(Natural language region descriptions)
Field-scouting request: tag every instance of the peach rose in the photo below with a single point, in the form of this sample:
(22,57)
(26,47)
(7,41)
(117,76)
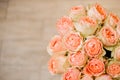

TASK.
None of the pictures should be copied, but every record above must be returned exactly.

EXERCISE RESULT.
Field-scouting request: tag every instance of the peach rose in the photo below with a single point, in the form of this sample:
(22,57)
(26,47)
(7,41)
(117,76)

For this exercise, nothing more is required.